WHAT TO WORK ON:
Reproduce the listing exactly, please, with every line intact.

*** Opening of INFORMATION ***

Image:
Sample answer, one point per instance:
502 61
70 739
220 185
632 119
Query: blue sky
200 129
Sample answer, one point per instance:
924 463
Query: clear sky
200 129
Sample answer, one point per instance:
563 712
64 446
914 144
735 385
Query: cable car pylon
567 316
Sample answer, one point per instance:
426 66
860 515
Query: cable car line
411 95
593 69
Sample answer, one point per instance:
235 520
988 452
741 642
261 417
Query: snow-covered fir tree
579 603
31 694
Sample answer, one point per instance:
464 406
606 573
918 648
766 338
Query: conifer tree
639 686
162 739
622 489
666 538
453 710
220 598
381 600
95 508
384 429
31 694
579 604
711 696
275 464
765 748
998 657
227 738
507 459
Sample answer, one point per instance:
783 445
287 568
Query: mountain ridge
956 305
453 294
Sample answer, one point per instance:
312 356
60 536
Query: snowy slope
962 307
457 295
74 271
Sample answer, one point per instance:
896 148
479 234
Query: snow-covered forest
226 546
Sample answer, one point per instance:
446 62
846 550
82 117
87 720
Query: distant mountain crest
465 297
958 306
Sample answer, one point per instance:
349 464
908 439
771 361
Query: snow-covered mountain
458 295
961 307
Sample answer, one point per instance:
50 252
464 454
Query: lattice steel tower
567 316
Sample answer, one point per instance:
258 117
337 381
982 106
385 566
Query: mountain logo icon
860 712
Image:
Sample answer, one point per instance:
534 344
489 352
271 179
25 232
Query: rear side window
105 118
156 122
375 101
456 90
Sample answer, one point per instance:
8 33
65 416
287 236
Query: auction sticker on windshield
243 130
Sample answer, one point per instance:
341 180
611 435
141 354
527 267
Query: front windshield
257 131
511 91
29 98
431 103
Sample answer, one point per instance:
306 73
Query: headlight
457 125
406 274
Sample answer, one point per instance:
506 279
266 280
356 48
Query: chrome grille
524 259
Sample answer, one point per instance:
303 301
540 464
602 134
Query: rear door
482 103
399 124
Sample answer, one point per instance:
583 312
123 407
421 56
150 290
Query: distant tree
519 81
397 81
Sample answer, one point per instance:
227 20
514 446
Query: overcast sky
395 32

*** Close of INFORMATION ***

WRITTEN ANSWER:
Image:
Sample answer, one point per instance:
502 61
70 739
220 185
632 119
Query: blue sky
200 129
Sample answer, one point per instance:
924 463
Query: clear sky
200 129
Sample answer, one point per instance:
563 712
64 446
914 144
735 385
Query: cable car pylon
567 316
Sample answer, one point per instance:
426 66
860 515
Query: cable car line
411 95
593 69
Sample answer, one point per instance:
235 520
988 452
741 642
261 417
Query: snow-covered fir tree
579 603
31 694
Sample answer, one point per instance:
464 406
606 573
918 648
766 338
Query: conifer tree
639 686
162 739
622 489
666 538
453 710
220 598
381 600
95 508
384 429
31 694
579 604
711 696
275 464
765 748
998 657
227 738
507 459
Sample answer, one point per instance:
783 445
287 568
Query: mountain ridge
956 305
453 294
Sample answer, one point per instance:
312 356
60 536
Query: snowy slope
962 307
457 295
74 271
Sample answer, one point per instance:
896 148
479 234
Query: snow-covered forest
226 546
Sample answer, one point per instance:
446 62
846 550
82 117
87 720
Query: distant mountain crest
465 297
958 306
Sample answer, one point per instance:
349 464
908 439
771 361
Query: snow-covered mountain
458 295
961 307
Sample answer, one point per instance:
50 252
464 454
Query: lattice steel tower
567 316
Sample answer, one point per instance:
258 117
337 381
982 106
385 566
Query: mountain logo icon
860 712
Image:
Sample answer, one point per instance:
534 344
489 352
271 179
25 232
Query: rear side window
105 118
156 122
375 101
456 90
Sample answer, one point per instance:
8 33
65 416
287 236
Query: auction sticker on windshield
243 130
Sample answer, one point per instance:
341 180
611 435
141 354
527 267
Query: front windshield
257 131
511 91
29 98
431 103
Sample answer, one point per instance:
306 73
Query: headlight
457 125
406 274
Sample answer, one point per instance:
506 279
266 280
356 48
Query: chrome grille
524 259
Sample answer, one point per instance:
303 301
540 464
602 134
Query: rear door
482 103
399 124
Sample answer, one point per instance:
583 312
123 407
421 56
150 290
Query: distant tree
519 81
397 81
Sample answer, one point per instance:
227 20
514 446
Query: overcast sky
395 32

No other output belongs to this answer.